Required work: Once the pictures are removed, reproduce what is left of the data below exactly.

Data under study:

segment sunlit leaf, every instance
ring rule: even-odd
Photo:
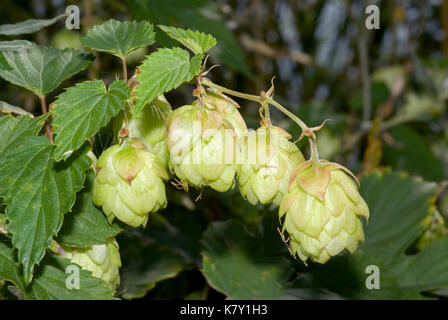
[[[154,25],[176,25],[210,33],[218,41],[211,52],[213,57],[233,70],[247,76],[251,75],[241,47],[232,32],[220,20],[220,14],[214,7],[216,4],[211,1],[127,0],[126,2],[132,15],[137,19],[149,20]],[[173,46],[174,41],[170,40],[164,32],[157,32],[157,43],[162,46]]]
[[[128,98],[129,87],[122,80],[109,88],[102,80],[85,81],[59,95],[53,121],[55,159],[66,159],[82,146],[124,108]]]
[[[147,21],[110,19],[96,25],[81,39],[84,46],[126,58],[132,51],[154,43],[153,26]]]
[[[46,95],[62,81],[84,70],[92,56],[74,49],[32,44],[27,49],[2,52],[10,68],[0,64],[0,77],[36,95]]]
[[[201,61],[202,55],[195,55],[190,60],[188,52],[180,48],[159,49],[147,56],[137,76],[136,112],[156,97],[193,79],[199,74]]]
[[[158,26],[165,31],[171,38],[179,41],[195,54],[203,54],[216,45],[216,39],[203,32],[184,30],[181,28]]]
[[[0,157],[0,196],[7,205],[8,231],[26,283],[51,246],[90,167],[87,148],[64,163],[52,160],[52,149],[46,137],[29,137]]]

Response area:
segment sunlit leaf, every instance
ring rule: even-odd
Photo:
[[[154,25],[176,25],[210,33],[218,41],[211,52],[213,57],[233,70],[247,76],[251,75],[241,47],[232,32],[220,20],[220,14],[214,7],[216,4],[211,1],[127,0],[126,2],[132,15],[137,19],[149,20]],[[173,46],[174,41],[170,40],[164,32],[157,32],[157,43],[162,46]]]
[[[128,98],[129,87],[122,80],[109,88],[102,80],[85,81],[59,95],[53,121],[55,159],[66,159],[82,146],[124,108]]]
[[[147,21],[110,19],[96,25],[81,39],[84,46],[126,58],[132,51],[154,43],[153,26]]]
[[[46,95],[62,81],[84,70],[92,56],[74,49],[32,44],[27,49],[2,52],[10,68],[0,64],[0,77],[36,95]]]
[[[201,61],[202,55],[195,55],[190,60],[188,52],[180,48],[159,49],[147,56],[137,76],[136,112],[156,97],[193,79],[199,74]]]
[[[158,26],[165,31],[171,38],[179,41],[195,54],[203,54],[216,45],[216,39],[203,32],[184,30],[181,28]]]
[[[0,157],[0,196],[7,205],[8,231],[26,283],[51,246],[90,167],[87,148],[64,163],[52,160],[52,149],[46,137],[29,137]]]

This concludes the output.